Repeat all of the material exactly as given.

[Raw records]
** start **

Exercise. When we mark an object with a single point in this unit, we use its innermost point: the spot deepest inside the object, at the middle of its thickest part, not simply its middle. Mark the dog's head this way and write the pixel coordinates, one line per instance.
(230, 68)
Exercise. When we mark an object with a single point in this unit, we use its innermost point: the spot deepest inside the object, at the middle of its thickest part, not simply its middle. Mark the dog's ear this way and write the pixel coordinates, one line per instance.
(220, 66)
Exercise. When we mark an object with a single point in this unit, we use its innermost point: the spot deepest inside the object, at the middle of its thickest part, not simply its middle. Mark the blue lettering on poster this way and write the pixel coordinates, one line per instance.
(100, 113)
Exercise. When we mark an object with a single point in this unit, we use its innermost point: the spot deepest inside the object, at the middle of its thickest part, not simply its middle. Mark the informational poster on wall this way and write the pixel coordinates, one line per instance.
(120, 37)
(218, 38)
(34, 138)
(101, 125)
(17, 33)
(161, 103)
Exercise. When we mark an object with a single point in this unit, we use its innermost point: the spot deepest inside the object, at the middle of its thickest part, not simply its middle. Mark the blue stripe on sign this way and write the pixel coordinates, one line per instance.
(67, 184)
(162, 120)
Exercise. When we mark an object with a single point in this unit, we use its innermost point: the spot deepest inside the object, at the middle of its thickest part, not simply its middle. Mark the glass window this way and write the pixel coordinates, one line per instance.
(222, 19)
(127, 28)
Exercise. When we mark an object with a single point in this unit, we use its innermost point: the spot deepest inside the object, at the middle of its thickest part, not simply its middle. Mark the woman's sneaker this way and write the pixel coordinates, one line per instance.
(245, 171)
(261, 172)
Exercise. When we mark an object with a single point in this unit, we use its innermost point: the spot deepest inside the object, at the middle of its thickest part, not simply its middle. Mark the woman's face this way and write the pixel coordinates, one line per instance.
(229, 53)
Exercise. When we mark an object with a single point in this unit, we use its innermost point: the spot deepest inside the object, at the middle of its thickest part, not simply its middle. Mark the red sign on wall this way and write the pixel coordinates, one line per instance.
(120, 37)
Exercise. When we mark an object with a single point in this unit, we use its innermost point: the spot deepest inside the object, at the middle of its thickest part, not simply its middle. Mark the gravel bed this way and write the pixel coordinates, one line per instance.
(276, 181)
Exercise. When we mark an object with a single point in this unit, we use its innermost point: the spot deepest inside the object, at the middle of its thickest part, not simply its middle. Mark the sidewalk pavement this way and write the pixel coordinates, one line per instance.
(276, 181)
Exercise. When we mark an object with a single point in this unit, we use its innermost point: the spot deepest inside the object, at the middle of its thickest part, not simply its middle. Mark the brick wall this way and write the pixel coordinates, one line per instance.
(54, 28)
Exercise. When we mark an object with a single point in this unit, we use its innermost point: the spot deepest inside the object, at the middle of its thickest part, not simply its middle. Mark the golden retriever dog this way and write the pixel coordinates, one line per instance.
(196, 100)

** end **

_Reply_
Exercise. When we mark an object with a single point in this unit, we use its innermost point: the spot deepest inside the object, at the middle of its thickest part, not simply its middle. Mark the dog's head this way and write the pixel coordinates, one line per instance.
(230, 68)
Exercise. When we mark an object with a single point in this unit, we use its innermost point: the spot deepest inside the object, at the middle of its thickest part, not simply its middle. Mark the dog's ear this way and write the pixel coordinates, one line per instance.
(220, 66)
Exercise. When we mark an object with a single point in this unit, we use its innermost point: the spot deepest inside the object, at the middle of its thickest part, not simply its middle. Mark the blue lettering on poster this way and write the pixel coordinates, one line per instance.
(100, 113)
Exercise. When we mark an object with a single point in this unit, we use its innermost point: the spot deepest inside the object, at the middle of its thickest part, not simply its middle. Mark the informational poster on wall this way and write the pixel coordinates, one line per instance.
(120, 37)
(218, 38)
(34, 138)
(101, 125)
(17, 33)
(161, 103)
Exercise. When we mark an object with a single point in this unit, we use its innermost point: the spot deepest inside the object, at the middle of its thickest part, not simply its middle. Mark the blue stripe on sign this way and write the pixel coordinates, one line per instance.
(67, 184)
(162, 120)
Exercise. When we mark an object with a single point in this unit, we use its innermost point: the spot deepest inside the object, at the middle of its thickest part, not simply its middle. Mark the glass window this way and write the pixel coordinates, one line per instance.
(222, 19)
(127, 28)
Exercise. When we mark an object with a single point in this unit, we use its innermost point: the spot deepest inside the object, at the middle of its thickest part, not simply its middle. Mark the woman's sneaker this way and write the pixel coordinates, one line per instance.
(245, 171)
(261, 172)
Exercise. When we mark an object with a single point in this unit, we use its innermost point: the spot deepest inside the object, at the middle of its thickest part, not simply its middle. Mark the woman's face this way and write the pixel coordinates, one line per instance.
(229, 53)
Exercise. When we mark an object with a single point in this unit, we use its innermost point: the spot deepest inside the object, at the middle of its thickest part, not simply its middle. Mark the red sign on wall this way and write the pixel coordinates, one line per instance.
(120, 37)
Exercise. When we mark an object with a single point in this unit, we use its innermost point: the spot deepest inside the object, at the middle of its thickest part, not simply its middle. Mark the gravel bed this way and write the pixel coordinates, one line per instance.
(276, 181)
Exercise. When we mark an object with a single point in this unit, we use its innermost point: the spot deepest inside the object, at the middle of its thickest part, not simply its middle. Mark the sidewalk pavement this way and write the pixel coordinates, one line per instance.
(276, 181)
Exercise. When we mark an object with a single point in this unit, we use its innermost point: the spot deepest inside the object, at the middle of its thickest part, not simply its middle. Mark the brick wall this way and write the pixel coordinates, one line per instance.
(54, 28)
Exercise. When we mark an object with a single point in this unit, we use its innermost point: the spot deepest inside the object, at the middle of its thickest part, not simply its middle. Mark the golden retriever dog this way and write the pixel coordinates, one line per instance.
(196, 100)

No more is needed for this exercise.